Extract provided:
· · · · · · ·

# Game 20, Bucks vs Heat



## narek (Jul 29, 2005)

> TEAMS: Bucks (7-12) vs. Miami Heat (13-8).
> 
> WHEN: 7 p.m. Monday.
> 
> ...


http://www.jsonline.com/sports/bucks/111365429.html


----------



## 36 Karat (Nov 10, 2005)

They got this one on the Streak for Cash. You bet your ass I'm going Milwaukee.. Let's get it Bucks!


----------



## 36 Karat (Nov 10, 2005)

Started out sketchy, like we were trying to play up to them. Now we're just ballin' with them. 7 point deficit with a minute left in the 1st.


----------



## 36 Karat (Nov 10, 2005)

Mags STILL going hard to the rack! Ran right through two Heat defenders to roll it in. Half a decade ago, that'd of been a vicious flush.


----------



## Bubbles (Nov 12, 2005)

The second quarter has just been a terrible performance by Milwaukee. Three minutes left and only six points score this quarter.


----------



## Bubbles (Nov 12, 2005)

· · · · · · ·

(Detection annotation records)
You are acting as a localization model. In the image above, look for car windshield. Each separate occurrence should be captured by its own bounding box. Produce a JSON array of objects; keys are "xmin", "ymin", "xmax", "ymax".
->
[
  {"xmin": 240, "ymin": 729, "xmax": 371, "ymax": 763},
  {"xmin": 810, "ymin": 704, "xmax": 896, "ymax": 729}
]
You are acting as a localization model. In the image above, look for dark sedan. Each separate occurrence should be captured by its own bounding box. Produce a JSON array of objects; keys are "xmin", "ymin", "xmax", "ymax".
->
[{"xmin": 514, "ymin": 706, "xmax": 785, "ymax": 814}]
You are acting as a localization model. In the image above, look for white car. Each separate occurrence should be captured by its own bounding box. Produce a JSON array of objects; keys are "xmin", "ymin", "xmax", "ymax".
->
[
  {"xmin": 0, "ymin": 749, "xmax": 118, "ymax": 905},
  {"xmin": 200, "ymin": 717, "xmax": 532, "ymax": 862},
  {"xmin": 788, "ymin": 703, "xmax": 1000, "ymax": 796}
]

· · · · · · ·

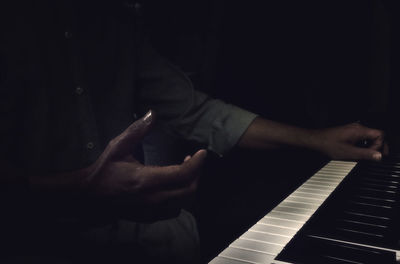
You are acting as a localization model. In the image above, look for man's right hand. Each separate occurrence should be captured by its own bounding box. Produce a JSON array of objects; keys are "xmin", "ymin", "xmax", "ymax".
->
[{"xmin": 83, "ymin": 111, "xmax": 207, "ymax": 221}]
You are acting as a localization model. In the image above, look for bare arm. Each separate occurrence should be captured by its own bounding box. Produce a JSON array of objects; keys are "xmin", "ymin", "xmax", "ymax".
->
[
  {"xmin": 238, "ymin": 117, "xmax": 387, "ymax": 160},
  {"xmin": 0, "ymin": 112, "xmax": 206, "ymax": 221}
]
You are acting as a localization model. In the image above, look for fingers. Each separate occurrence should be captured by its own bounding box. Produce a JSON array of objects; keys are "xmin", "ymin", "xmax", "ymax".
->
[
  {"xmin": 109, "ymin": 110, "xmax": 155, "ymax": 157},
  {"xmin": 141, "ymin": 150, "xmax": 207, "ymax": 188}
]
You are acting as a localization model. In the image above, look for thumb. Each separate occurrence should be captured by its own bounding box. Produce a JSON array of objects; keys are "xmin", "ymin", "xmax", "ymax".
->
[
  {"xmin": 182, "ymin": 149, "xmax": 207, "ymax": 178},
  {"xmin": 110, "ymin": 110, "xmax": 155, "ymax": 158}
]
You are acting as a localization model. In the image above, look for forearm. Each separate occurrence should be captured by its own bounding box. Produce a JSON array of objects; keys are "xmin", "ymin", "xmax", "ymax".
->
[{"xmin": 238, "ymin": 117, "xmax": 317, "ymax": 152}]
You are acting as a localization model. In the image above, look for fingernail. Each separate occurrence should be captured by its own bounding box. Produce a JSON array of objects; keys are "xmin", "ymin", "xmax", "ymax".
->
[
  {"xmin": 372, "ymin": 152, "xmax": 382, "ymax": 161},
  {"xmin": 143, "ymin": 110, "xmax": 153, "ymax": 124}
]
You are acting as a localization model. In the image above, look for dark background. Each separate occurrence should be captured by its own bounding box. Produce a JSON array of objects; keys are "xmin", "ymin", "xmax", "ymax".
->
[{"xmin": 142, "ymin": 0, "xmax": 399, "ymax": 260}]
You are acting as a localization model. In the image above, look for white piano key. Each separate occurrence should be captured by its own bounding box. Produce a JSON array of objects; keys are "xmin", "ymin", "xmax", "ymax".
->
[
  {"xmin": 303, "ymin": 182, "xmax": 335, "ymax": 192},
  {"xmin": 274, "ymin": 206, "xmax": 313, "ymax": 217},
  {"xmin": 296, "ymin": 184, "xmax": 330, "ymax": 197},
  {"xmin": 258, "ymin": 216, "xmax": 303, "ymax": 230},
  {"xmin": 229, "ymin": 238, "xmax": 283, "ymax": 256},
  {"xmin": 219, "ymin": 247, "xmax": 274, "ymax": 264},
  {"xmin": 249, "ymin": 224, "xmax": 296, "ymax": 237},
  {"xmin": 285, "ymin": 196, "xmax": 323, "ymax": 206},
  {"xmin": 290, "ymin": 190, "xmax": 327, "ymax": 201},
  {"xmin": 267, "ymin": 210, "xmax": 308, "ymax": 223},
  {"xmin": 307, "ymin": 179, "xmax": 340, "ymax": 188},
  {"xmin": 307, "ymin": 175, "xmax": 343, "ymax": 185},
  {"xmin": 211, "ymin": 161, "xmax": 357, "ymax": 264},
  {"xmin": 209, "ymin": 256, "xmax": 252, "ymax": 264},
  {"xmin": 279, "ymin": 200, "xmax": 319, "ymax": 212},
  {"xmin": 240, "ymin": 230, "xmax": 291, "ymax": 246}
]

· · · · · · ·

To do: Copy from the Bucks–Heat game thread the passage that begins at the words "Started out sketchy, like" and stops after the words "a vicious flush.". The records have no role here.

Result of this task:
Started out sketchy, like we were trying to play up to them. Now we're just ballin' with them. 7 point deficit with a minute left in the 1st.


----------



## 36 Karat (Nov 10, 2005)

Mags STILL going hard to the rack! Ran right through two Heat defenders to roll it in. Half a decade ago, that'd of been a vicious flush.